**Exercise goal:**
Reproduce the items character for character, from their first line through the line that contains "258L153 255L138 255L136", with both ends included.

**Material provided:**
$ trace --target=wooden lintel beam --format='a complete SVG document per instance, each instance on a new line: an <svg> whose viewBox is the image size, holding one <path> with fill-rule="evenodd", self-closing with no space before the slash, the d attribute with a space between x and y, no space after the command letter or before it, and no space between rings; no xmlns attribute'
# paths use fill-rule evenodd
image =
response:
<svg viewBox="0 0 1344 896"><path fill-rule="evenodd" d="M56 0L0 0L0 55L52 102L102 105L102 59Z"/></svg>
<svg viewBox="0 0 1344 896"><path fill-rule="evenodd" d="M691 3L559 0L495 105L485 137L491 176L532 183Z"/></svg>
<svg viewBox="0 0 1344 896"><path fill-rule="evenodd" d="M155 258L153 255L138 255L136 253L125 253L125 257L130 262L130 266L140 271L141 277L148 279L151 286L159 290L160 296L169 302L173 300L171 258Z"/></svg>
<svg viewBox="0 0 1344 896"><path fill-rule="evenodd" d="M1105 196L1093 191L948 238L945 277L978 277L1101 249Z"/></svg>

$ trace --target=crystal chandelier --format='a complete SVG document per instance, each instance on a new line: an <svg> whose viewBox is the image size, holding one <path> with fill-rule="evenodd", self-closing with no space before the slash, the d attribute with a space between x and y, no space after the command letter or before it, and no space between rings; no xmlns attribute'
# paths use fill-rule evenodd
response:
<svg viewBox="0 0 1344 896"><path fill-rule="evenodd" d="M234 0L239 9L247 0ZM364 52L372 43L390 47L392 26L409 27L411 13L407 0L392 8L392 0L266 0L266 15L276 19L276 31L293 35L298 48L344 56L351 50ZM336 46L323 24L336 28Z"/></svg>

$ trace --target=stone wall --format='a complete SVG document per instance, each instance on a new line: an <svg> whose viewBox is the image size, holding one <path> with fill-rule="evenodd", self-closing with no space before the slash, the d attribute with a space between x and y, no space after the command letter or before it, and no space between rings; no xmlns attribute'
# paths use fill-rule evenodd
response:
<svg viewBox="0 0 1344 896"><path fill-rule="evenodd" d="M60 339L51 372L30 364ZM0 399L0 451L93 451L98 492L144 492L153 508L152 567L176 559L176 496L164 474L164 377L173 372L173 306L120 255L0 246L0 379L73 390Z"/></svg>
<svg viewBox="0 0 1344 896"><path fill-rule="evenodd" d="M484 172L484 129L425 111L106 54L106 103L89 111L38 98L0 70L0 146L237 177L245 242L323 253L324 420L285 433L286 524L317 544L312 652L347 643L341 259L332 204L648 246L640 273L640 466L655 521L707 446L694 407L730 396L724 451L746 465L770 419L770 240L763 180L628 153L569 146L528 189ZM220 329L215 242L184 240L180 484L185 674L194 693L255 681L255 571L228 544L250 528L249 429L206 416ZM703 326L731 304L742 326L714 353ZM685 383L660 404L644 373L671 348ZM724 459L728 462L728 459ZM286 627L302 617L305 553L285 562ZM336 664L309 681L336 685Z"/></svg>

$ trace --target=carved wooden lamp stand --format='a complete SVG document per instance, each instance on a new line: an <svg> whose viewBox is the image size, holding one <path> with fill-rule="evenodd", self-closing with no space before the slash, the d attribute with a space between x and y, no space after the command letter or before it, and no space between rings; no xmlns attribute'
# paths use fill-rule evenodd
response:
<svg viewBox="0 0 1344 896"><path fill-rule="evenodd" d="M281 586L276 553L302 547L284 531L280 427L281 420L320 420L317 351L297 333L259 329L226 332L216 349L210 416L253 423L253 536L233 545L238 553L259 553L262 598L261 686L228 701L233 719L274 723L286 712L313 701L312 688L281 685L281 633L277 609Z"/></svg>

**Answer to this task:**
$ trace --target=wooden lintel beam --format='a complete SVG document per instance, each instance on a new line: an <svg> whose viewBox is the image size, holding one <path> with fill-rule="evenodd", self-closing with no space before the slash, the d attribute with a space between x and y, no space after the command letter or before it, and no space between rings; no xmlns attribute'
# paths use fill-rule evenodd
image =
response:
<svg viewBox="0 0 1344 896"><path fill-rule="evenodd" d="M56 0L0 0L0 55L52 102L102 105L102 59Z"/></svg>
<svg viewBox="0 0 1344 896"><path fill-rule="evenodd" d="M691 3L559 0L495 105L485 137L491 176L532 183Z"/></svg>
<svg viewBox="0 0 1344 896"><path fill-rule="evenodd" d="M155 258L153 255L138 255L136 253L125 253L125 257L130 262L130 266L140 271L141 277L148 279L151 286L159 290L160 296L169 302L173 300L171 258Z"/></svg>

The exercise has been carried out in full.